═════ Records supplied
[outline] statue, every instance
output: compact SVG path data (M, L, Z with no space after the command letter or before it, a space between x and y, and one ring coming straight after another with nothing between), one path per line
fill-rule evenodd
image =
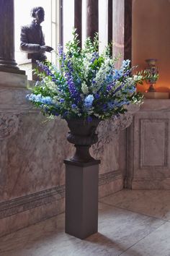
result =
M27 53L27 58L33 60L45 61L45 51L50 52L53 48L45 46L42 31L41 22L44 21L45 12L42 7L34 7L31 10L32 23L22 27L20 49Z

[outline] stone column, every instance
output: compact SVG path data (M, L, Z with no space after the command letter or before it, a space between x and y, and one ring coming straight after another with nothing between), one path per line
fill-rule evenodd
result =
M0 0L0 71L24 74L14 59L14 0Z
M132 0L125 0L124 58L132 59Z
M74 0L74 27L76 28L78 39L80 40L79 46L81 46L81 17L82 17L82 0Z
M108 0L108 43L112 41L112 0ZM112 50L110 51L112 55Z
M98 0L87 0L86 4L86 36L94 38L95 33L99 31Z

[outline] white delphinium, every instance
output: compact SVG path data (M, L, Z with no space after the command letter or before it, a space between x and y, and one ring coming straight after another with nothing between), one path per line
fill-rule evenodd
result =
M112 60L109 58L107 58L104 63L102 63L99 71L96 74L96 77L94 79L95 84L92 85L91 88L93 93L96 93L99 90L112 66Z
M83 92L84 94L88 94L89 93L89 90L88 86L86 85L85 82L82 82L81 85L81 90Z
M91 59L92 58L92 54L89 53L86 54L86 57L83 60L83 63L84 63L84 77L85 80L86 80L88 78L88 75L89 73L89 70L91 69Z

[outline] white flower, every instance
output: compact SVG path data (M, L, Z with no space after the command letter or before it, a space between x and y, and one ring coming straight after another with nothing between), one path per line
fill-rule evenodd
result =
M84 93L84 94L88 94L89 93L89 90L88 86L86 85L85 82L83 82L82 85L81 85L81 90Z

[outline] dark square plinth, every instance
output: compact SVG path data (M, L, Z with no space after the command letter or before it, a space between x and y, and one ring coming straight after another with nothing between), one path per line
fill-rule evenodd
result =
M100 161L66 163L66 233L81 239L98 229L98 181Z

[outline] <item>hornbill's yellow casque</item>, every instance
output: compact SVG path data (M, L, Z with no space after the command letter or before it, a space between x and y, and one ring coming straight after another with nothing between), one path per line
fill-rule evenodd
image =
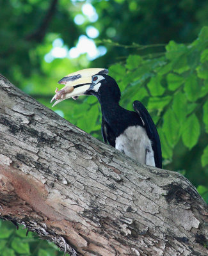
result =
M162 168L161 148L156 127L144 106L133 103L134 111L119 106L120 91L116 82L103 68L86 68L70 74L58 83L53 106L66 99L94 95L102 114L102 134L105 142L142 164Z

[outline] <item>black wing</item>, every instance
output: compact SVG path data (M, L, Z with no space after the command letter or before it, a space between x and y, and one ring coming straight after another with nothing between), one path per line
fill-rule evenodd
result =
M109 126L104 118L102 116L102 135L103 140L107 143L108 142L113 147L115 147L116 137L114 135L113 131Z
M147 136L152 141L152 147L154 154L156 166L161 168L162 151L161 141L156 127L148 111L140 101L135 100L133 103L133 107L135 111L139 115L143 120Z

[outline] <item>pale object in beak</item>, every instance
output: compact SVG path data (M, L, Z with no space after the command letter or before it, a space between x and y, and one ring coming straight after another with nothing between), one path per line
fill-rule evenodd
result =
M54 100L56 100L52 107L67 99L72 97L76 99L78 96L84 95L92 84L92 77L101 72L107 74L108 70L104 68L86 68L62 78L58 83L66 85L60 91L56 88L56 94L51 101L51 103Z

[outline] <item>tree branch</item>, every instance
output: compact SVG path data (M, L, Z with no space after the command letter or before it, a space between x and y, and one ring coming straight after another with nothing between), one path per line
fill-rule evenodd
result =
M1 218L71 255L205 255L207 205L179 173L142 166L0 76Z
M54 15L58 0L52 0L51 5L44 17L42 21L41 22L39 27L33 32L32 33L26 36L26 40L35 40L36 42L40 42L44 38L45 33L47 32L47 28L50 24L50 22Z

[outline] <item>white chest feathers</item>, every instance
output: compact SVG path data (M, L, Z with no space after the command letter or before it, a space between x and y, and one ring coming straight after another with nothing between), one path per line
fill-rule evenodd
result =
M116 139L116 148L141 164L155 166L152 143L141 126L131 126Z

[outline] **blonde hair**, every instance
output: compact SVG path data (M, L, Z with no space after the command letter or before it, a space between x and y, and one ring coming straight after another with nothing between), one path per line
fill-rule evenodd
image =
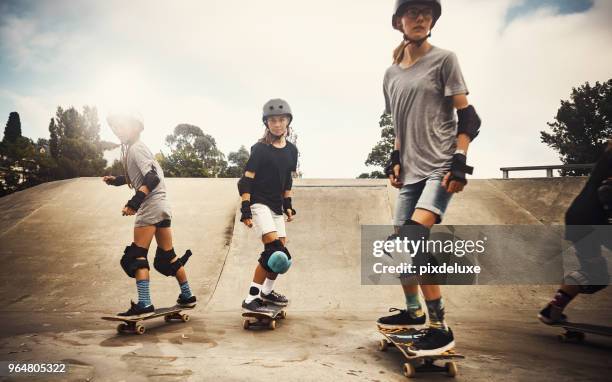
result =
M289 135L291 135L291 127L287 126L287 133L285 134L285 138L288 137ZM266 145L271 145L272 143L276 142L277 140L278 140L278 138L276 136L274 136L270 132L270 129L268 129L268 126L266 126L266 131L264 132L264 135L263 135L263 137L261 137L259 142L265 143Z
M132 180L127 171L127 155L130 150L130 145L127 143L121 143L121 167L123 167L123 176L125 176L125 182L129 188L132 188Z

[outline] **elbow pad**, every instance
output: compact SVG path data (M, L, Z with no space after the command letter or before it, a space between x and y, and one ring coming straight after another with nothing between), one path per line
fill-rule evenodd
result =
M157 176L155 167L151 166L151 171L147 172L142 184L147 186L149 192L153 191L155 187L157 187L157 185L159 184L159 176Z
M107 183L107 184L119 187L119 186L123 186L126 183L127 183L127 180L125 179L125 176L119 175L119 176L116 176L112 182Z
M238 193L240 195L250 194L253 190L254 181L255 179L249 178L248 176L243 176L242 178L240 178L240 180L238 181Z
M480 133L480 117L476 114L474 106L469 105L465 109L457 110L459 123L457 126L457 135L467 134L471 140L474 140Z

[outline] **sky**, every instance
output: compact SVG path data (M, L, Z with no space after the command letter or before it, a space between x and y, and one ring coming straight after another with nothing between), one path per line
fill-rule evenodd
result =
M291 104L306 178L354 178L380 138L382 78L401 35L393 0L0 0L0 123L48 138L58 106L137 111L153 152L180 123L226 155ZM612 78L612 1L446 0L430 42L455 52L480 114L474 178L559 164L540 142L572 87ZM116 153L108 153L112 159ZM543 176L541 172L511 176Z

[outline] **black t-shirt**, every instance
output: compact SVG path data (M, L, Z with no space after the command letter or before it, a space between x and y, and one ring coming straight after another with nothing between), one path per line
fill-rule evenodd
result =
M296 171L298 150L289 141L283 148L262 142L251 147L245 171L255 173L251 203L262 203L274 213L283 213L283 193L291 190L291 172Z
══════════
* **Task**: Copy every item above word for word, leaving the pictures out.

* **Reply**:
[outline] statue, every instance
output: compact SVG path data (M, L, Z with no space after the command letter or before it, a space between x and y, and one ring coming straight after another with nothing between), one path per line
fill-rule evenodd
image =
result =
M27 53L27 58L33 60L45 61L45 51L50 52L53 48L45 46L42 31L41 22L44 21L45 12L42 7L34 7L31 10L32 23L22 27L20 49Z

[outline] stone column, every instance
output: compact SVG path data (M, L, Z with no space after the command letter or before it, a space between x and y, and one ring coming straight after another with nothing between), one path per line
fill-rule evenodd
result =
M0 0L0 71L24 74L14 59L14 0Z
M132 0L125 0L124 58L132 59Z
M74 0L74 27L76 28L78 39L80 40L79 46L81 46L81 17L82 17L82 0Z
M108 0L108 43L112 41L112 0ZM112 50L110 51L112 55Z
M98 0L87 0L86 4L86 36L94 38L95 33L99 31Z

[outline] white delphinium, every instance
output: compact SVG path data (M, L, Z with no space after the command letter or before it, a space between x and y, and one ring coming straight after another with nothing between), one path per line
fill-rule evenodd
result =
M112 60L109 58L107 58L104 63L102 63L99 71L96 74L96 77L94 79L95 84L92 85L91 88L93 93L96 93L99 90L112 66Z
M83 92L84 94L88 94L89 93L89 90L88 86L86 85L85 82L82 82L81 85L81 90Z
M91 59L92 58L92 54L89 53L86 54L86 57L83 60L83 63L84 63L84 77L85 80L86 80L88 78L88 75L89 73L89 70L91 69Z

[outline] white flower, every instance
output: compact SVG path data (M, L, Z with no space after the command letter or before it, a space between x and y, and one ring coming straight after another with nothing between), one path per line
fill-rule evenodd
result =
M84 93L84 94L88 94L89 93L89 90L88 86L86 85L85 82L83 82L82 85L81 85L81 90Z

[outline] dark square plinth, every instance
output: compact SVG path data (M, L, Z with no space after the command letter or before it, a space between x and y, and one ring coming straight after another with nothing between), one path per line
fill-rule evenodd
result =
M100 161L66 163L66 233L81 239L98 229L98 181Z

[outline] <item>hornbill's yellow casque</item>, every instance
output: compact SVG path data (M, L, Z with no space after the command letter or before it, a space between x and y, and one ring coming straight after another with nothing between), one path per line
fill-rule evenodd
image =
result =
M162 168L161 148L156 127L144 106L133 103L134 111L119 106L120 91L116 82L103 68L86 68L70 74L58 83L53 106L66 99L94 95L102 114L102 134L105 142L142 164Z

[outline] <item>black wing</item>, every instance
output: compact SVG path data (M, L, Z with no space after the command letter or before it, a space between x and y, and one ring coming straight after another with nothing between), one path per line
fill-rule evenodd
result =
M109 126L104 118L102 116L102 135L103 140L107 143L108 142L113 147L115 147L116 137L114 135L113 131Z
M147 136L152 141L152 147L154 154L156 166L161 168L162 151L161 141L156 127L148 111L140 101L135 100L133 103L133 107L135 111L139 115L143 120Z

[outline] <item>pale object in beak</item>, every instance
output: compact SVG path data (M, L, Z with no space after the command letter or before it, a space between x and y, and one ring coming straight after another with nothing between), one path per line
fill-rule evenodd
result =
M54 100L56 100L52 107L67 99L72 97L76 99L78 96L84 95L92 84L92 77L101 72L107 74L108 70L104 68L86 68L62 78L58 83L66 85L60 91L56 88L56 94L51 101L51 103Z

[outline] <item>tree branch</item>, every instance
output: compact SVG path data (M, L, Z with no space after the command letter or before it, a space between x and y, and one ring coming straight after another with nothing between), one path per line
fill-rule evenodd
result =
M1 218L71 255L205 255L207 205L179 173L142 166L0 76Z
M54 15L58 0L52 0L51 5L44 17L42 21L41 22L39 27L33 32L32 33L26 36L26 40L35 40L36 42L40 42L44 38L45 33L47 32L47 28L50 24L50 22Z

[outline] <item>white chest feathers</item>, every instance
output: compact SVG path data (M, L, Z with no space after the command letter or before it, a space between x and y, and one ring coming straight after another with nothing between), one path per line
fill-rule evenodd
result =
M116 139L116 148L141 164L155 166L152 143L141 126L131 126Z

[outline] **blonde hair**, every instance
output: compact SVG path data (M, L, Z with no space after the command letter or before it, a space between x and y, and one ring coming straight after another with nothing between), one path per line
fill-rule evenodd
image =
result =
M289 135L291 135L291 127L287 126L287 133L285 134L285 138L288 137ZM266 145L271 145L272 143L276 142L277 140L278 140L278 138L276 136L274 136L270 132L270 129L268 129L268 126L266 126L266 131L264 132L264 135L263 135L263 137L261 137L259 142L265 143Z
M132 180L127 171L127 155L130 150L130 145L127 143L121 143L121 167L123 167L123 176L125 176L125 182L129 188L132 188Z

[outline] **elbow pad**, every instance
output: compact SVG path data (M, L, Z with no space after the command letter or before it, a space between x and y, and one ring coming straight after another with nothing between), one path per line
fill-rule evenodd
result =
M157 176L155 167L151 166L151 171L147 172L142 184L147 186L149 192L153 191L155 187L157 187L157 185L159 184L159 176Z
M107 183L107 184L119 187L119 186L123 186L126 183L127 183L127 180L125 179L125 176L119 175L119 176L116 176L112 182Z
M238 193L240 195L250 194L253 190L254 181L255 179L249 178L248 176L243 176L242 178L240 178L240 180L238 181Z
M480 133L480 117L476 114L474 106L469 105L465 109L457 110L459 123L457 126L457 135L467 134L471 140L474 140Z

[outline] **sky**, every instance
output: compact SVG path data (M, L, Z with no space after the command letter or before it, a space between x and y, and one ring coming straight after another with nothing between), one path per line
fill-rule evenodd
result =
M291 104L306 178L354 178L380 138L382 78L401 35L393 0L0 0L0 123L48 138L58 106L137 111L153 152L180 123L226 155ZM612 78L612 1L446 0L430 42L455 52L480 114L474 178L559 164L540 142L572 87ZM116 153L108 153L112 159ZM543 176L541 172L511 176Z

[outline] **black t-shirt**, every instance
output: compact SVG path data (M, L, Z with no space after the command letter or before it, a space between x and y, and one ring coming straight after another with nothing between), one path per line
fill-rule evenodd
result =
M296 171L298 150L289 141L283 148L262 142L251 147L245 171L255 173L251 203L262 203L274 213L283 213L283 193L291 190L291 172Z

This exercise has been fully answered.